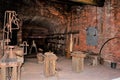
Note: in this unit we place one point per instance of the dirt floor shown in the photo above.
(31, 70)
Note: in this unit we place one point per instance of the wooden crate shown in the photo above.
(50, 64)
(78, 62)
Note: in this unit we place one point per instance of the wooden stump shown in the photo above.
(13, 72)
(78, 62)
(40, 57)
(50, 64)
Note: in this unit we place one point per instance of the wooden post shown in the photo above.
(3, 73)
(14, 73)
(78, 61)
(50, 64)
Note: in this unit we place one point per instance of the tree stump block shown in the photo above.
(50, 64)
(78, 61)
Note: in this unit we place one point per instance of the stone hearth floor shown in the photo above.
(31, 70)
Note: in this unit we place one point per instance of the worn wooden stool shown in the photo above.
(78, 61)
(5, 72)
(94, 58)
(50, 64)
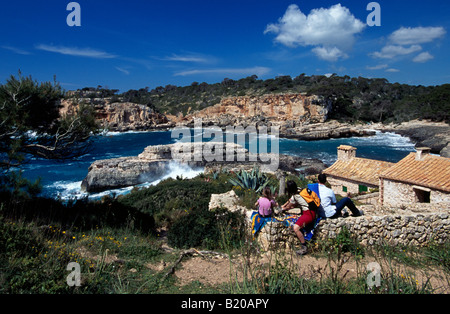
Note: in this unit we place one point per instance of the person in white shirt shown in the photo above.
(332, 208)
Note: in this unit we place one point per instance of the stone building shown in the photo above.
(351, 174)
(418, 178)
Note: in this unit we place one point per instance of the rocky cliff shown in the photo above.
(298, 116)
(120, 116)
(254, 110)
(154, 162)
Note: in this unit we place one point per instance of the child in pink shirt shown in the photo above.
(266, 203)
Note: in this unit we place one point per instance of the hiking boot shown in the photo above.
(303, 250)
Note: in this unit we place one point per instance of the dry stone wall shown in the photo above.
(416, 229)
(418, 225)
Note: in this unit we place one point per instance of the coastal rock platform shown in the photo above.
(155, 161)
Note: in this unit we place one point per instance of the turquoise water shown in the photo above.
(63, 179)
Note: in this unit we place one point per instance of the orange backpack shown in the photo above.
(311, 198)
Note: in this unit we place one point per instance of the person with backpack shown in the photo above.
(331, 207)
(309, 203)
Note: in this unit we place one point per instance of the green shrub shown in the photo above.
(217, 229)
(171, 198)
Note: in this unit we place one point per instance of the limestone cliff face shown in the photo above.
(267, 108)
(120, 116)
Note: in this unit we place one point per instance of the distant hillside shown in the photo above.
(354, 99)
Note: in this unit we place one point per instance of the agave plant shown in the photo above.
(255, 180)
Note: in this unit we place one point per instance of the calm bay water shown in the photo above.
(63, 179)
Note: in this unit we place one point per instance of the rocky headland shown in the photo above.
(423, 133)
(155, 161)
(120, 116)
(296, 115)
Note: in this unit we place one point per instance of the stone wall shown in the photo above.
(391, 227)
(400, 193)
(411, 229)
(416, 226)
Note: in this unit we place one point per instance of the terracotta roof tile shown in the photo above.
(359, 169)
(432, 171)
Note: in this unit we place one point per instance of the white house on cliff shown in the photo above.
(418, 178)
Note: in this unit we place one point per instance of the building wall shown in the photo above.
(398, 194)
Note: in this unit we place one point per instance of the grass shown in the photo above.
(120, 257)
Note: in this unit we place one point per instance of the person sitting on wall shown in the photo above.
(308, 215)
(331, 208)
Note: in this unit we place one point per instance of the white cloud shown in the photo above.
(408, 40)
(227, 71)
(329, 54)
(124, 71)
(423, 57)
(417, 35)
(331, 30)
(195, 58)
(16, 50)
(78, 52)
(392, 51)
(378, 67)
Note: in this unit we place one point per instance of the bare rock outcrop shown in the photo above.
(155, 161)
(119, 116)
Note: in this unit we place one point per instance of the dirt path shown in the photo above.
(219, 270)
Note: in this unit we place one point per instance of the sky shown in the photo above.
(136, 44)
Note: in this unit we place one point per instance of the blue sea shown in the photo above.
(62, 179)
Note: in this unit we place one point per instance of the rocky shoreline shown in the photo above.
(435, 135)
(155, 161)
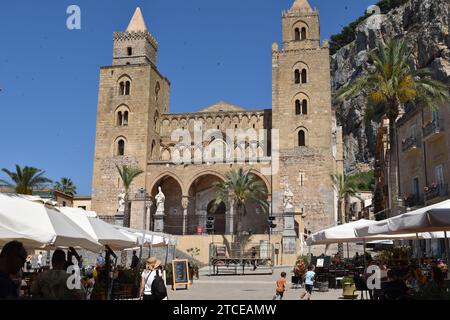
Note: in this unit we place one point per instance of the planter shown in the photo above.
(348, 289)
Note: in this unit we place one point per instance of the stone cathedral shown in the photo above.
(301, 147)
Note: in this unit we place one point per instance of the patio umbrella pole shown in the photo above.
(448, 251)
(419, 249)
(365, 261)
(348, 252)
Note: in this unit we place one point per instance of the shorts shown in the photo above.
(308, 288)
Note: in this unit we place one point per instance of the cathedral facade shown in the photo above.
(295, 145)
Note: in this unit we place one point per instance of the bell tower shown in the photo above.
(302, 112)
(132, 97)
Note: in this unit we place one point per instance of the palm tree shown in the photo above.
(389, 85)
(127, 174)
(343, 189)
(25, 179)
(239, 188)
(66, 186)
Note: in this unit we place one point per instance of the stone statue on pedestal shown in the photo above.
(160, 200)
(121, 198)
(288, 200)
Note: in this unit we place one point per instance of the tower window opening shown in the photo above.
(304, 76)
(305, 106)
(301, 138)
(297, 34)
(119, 118)
(122, 88)
(303, 35)
(121, 148)
(297, 76)
(125, 118)
(298, 110)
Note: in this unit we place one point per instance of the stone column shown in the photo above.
(229, 222)
(185, 205)
(289, 235)
(202, 214)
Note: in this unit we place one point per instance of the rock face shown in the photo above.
(425, 26)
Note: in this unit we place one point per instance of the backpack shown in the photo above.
(159, 290)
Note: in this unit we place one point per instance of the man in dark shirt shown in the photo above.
(12, 258)
(134, 261)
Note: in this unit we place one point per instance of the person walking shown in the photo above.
(39, 261)
(151, 274)
(134, 261)
(53, 284)
(281, 287)
(12, 258)
(309, 283)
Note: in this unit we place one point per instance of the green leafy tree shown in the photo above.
(127, 175)
(25, 179)
(239, 188)
(389, 85)
(66, 186)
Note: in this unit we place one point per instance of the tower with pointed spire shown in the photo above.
(302, 112)
(136, 45)
(132, 97)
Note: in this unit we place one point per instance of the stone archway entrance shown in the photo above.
(173, 219)
(219, 215)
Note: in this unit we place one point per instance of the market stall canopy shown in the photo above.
(103, 232)
(428, 219)
(42, 225)
(150, 238)
(346, 233)
(7, 235)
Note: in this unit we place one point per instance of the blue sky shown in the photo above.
(211, 50)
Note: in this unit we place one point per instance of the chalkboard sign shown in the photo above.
(180, 273)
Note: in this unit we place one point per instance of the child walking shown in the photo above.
(309, 283)
(281, 287)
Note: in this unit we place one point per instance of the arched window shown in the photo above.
(305, 106)
(121, 148)
(119, 118)
(297, 34)
(125, 118)
(304, 76)
(297, 76)
(157, 89)
(297, 107)
(122, 88)
(301, 138)
(303, 35)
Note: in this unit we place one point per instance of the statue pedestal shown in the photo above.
(159, 222)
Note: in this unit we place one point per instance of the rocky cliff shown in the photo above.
(425, 26)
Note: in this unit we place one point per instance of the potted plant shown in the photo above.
(348, 288)
(194, 267)
(99, 292)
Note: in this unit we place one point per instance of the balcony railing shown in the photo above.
(409, 144)
(432, 128)
(437, 191)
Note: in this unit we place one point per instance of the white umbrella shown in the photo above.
(101, 231)
(7, 235)
(42, 225)
(346, 233)
(428, 219)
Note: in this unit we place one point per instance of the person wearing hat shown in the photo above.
(148, 276)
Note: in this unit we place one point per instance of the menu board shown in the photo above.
(180, 273)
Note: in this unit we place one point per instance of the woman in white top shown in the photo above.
(148, 275)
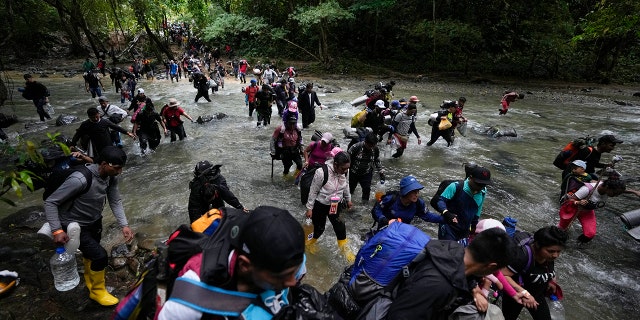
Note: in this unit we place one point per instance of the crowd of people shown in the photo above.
(471, 257)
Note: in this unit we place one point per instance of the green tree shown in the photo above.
(318, 22)
(607, 33)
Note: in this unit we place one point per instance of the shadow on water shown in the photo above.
(599, 280)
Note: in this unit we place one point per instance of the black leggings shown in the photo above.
(90, 237)
(319, 218)
(511, 309)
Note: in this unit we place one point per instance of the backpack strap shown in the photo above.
(209, 299)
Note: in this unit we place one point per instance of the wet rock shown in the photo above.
(6, 121)
(65, 119)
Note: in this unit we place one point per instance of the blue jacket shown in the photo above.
(391, 207)
(467, 207)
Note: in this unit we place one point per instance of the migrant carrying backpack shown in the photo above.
(160, 276)
(570, 151)
(57, 178)
(357, 120)
(307, 178)
(443, 185)
(382, 263)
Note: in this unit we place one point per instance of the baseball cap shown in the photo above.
(327, 137)
(486, 224)
(408, 184)
(272, 239)
(481, 175)
(113, 155)
(580, 163)
(609, 138)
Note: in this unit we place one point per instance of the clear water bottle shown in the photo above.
(64, 269)
(556, 309)
(308, 228)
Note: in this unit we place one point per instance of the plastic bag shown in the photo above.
(49, 108)
(444, 124)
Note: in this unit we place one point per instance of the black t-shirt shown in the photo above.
(537, 277)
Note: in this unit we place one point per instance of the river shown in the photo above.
(599, 280)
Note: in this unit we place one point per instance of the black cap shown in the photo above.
(609, 138)
(272, 239)
(113, 155)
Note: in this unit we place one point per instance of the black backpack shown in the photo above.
(57, 178)
(443, 185)
(307, 179)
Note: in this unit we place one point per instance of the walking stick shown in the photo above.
(580, 208)
(272, 166)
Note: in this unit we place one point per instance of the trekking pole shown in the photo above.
(579, 208)
(272, 166)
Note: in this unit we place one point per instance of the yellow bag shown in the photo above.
(444, 124)
(208, 222)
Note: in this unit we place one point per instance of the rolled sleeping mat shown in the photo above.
(631, 219)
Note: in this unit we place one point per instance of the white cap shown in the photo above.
(486, 224)
(327, 137)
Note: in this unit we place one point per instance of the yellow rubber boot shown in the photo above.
(311, 246)
(346, 251)
(97, 288)
(87, 270)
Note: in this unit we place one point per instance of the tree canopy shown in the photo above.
(570, 39)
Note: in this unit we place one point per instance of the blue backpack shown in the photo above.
(385, 258)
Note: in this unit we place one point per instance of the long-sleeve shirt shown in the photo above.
(363, 159)
(405, 125)
(64, 205)
(391, 207)
(337, 185)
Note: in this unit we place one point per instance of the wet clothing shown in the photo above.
(392, 208)
(307, 102)
(436, 133)
(466, 205)
(320, 201)
(535, 280)
(98, 132)
(250, 93)
(286, 145)
(200, 202)
(586, 215)
(66, 205)
(202, 84)
(363, 161)
(174, 123)
(148, 131)
(437, 285)
(319, 154)
(38, 93)
(264, 99)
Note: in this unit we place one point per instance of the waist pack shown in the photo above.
(307, 178)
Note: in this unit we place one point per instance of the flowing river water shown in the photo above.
(600, 280)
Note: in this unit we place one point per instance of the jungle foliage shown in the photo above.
(568, 39)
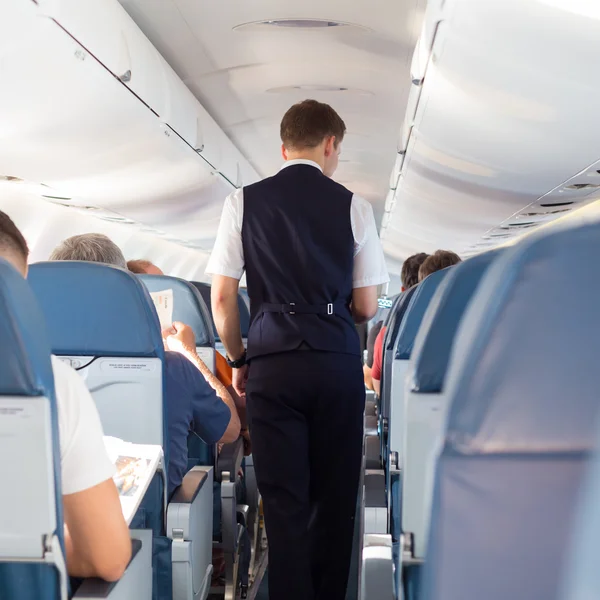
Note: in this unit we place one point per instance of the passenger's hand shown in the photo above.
(247, 443)
(179, 337)
(239, 378)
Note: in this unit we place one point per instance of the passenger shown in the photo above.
(410, 278)
(368, 366)
(196, 399)
(97, 538)
(92, 247)
(141, 267)
(439, 260)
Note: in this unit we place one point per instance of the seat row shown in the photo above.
(102, 320)
(480, 469)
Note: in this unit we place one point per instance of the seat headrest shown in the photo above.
(204, 289)
(581, 580)
(395, 317)
(523, 374)
(415, 311)
(441, 321)
(95, 309)
(25, 368)
(188, 306)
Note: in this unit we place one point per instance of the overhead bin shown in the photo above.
(67, 122)
(109, 34)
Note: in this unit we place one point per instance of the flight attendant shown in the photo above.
(313, 261)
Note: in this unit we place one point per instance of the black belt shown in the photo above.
(293, 308)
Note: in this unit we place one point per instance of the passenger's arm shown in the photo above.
(377, 386)
(368, 377)
(364, 303)
(224, 293)
(378, 360)
(183, 341)
(96, 534)
(97, 541)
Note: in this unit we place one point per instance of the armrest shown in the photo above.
(377, 578)
(230, 460)
(375, 495)
(191, 485)
(98, 588)
(371, 425)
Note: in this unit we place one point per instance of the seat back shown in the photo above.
(31, 546)
(581, 579)
(245, 298)
(392, 324)
(425, 402)
(523, 383)
(190, 308)
(407, 333)
(103, 320)
(243, 307)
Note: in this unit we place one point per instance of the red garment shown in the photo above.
(378, 355)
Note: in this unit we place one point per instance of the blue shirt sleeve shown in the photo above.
(210, 415)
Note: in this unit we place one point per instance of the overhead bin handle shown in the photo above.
(199, 136)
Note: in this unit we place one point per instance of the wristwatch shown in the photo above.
(236, 364)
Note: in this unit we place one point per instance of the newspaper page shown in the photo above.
(136, 465)
(163, 301)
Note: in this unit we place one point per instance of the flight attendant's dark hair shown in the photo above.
(439, 260)
(11, 239)
(410, 269)
(308, 123)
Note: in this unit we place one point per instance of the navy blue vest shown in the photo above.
(299, 254)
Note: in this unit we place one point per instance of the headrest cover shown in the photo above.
(94, 309)
(25, 368)
(582, 577)
(188, 306)
(523, 374)
(396, 317)
(204, 289)
(415, 311)
(441, 320)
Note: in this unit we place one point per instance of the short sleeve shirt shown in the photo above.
(371, 343)
(227, 257)
(378, 355)
(83, 457)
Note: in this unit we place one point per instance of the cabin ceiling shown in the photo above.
(247, 77)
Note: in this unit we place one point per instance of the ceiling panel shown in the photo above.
(232, 70)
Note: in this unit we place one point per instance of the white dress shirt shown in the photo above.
(227, 257)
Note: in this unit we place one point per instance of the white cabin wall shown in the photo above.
(45, 225)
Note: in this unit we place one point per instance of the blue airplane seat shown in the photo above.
(31, 519)
(523, 385)
(102, 319)
(204, 289)
(407, 332)
(425, 403)
(581, 580)
(189, 306)
(33, 507)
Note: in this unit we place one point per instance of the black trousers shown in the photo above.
(306, 419)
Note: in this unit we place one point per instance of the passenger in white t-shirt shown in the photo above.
(97, 541)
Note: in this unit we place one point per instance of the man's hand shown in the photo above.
(239, 378)
(179, 338)
(247, 443)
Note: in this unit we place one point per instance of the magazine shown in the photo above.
(163, 301)
(136, 464)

*****

== Task statement ==
Extract, exactly as they appear, the lines from the one containing "ceiling shown in the photo above." through the final line.

== Result ==
Note: in this unit we place one point per instance of the cabin ceiling shown in the photo above.
(247, 77)
Note: in this unit we place one point per instance of the ceiling panel shown in the photo above.
(232, 70)
Note: in this unit we place one point per instance of the white dress shirt shown in the photo above.
(227, 257)
Note: in this unit we place one point per instance of the white cabin wall shown in the photo above.
(45, 225)
Note: in this unit we place one point per instance of the blue airplane seat shown in the photo above.
(31, 519)
(523, 385)
(102, 319)
(204, 289)
(407, 332)
(425, 403)
(581, 580)
(189, 306)
(33, 507)
Note: in this unit we place one point per instance of the black trousers shown in the photo above.
(306, 419)
Note: in this unit we place one point per instance of the passenger in white t-shirt shown in the photo above.
(97, 541)
Note: in this unit we place one point per instance of the man's hand shown in the photo above.
(239, 378)
(179, 338)
(247, 443)
Note: in this unit we place one point per instance of the magazine shown in the photo above.
(163, 301)
(136, 464)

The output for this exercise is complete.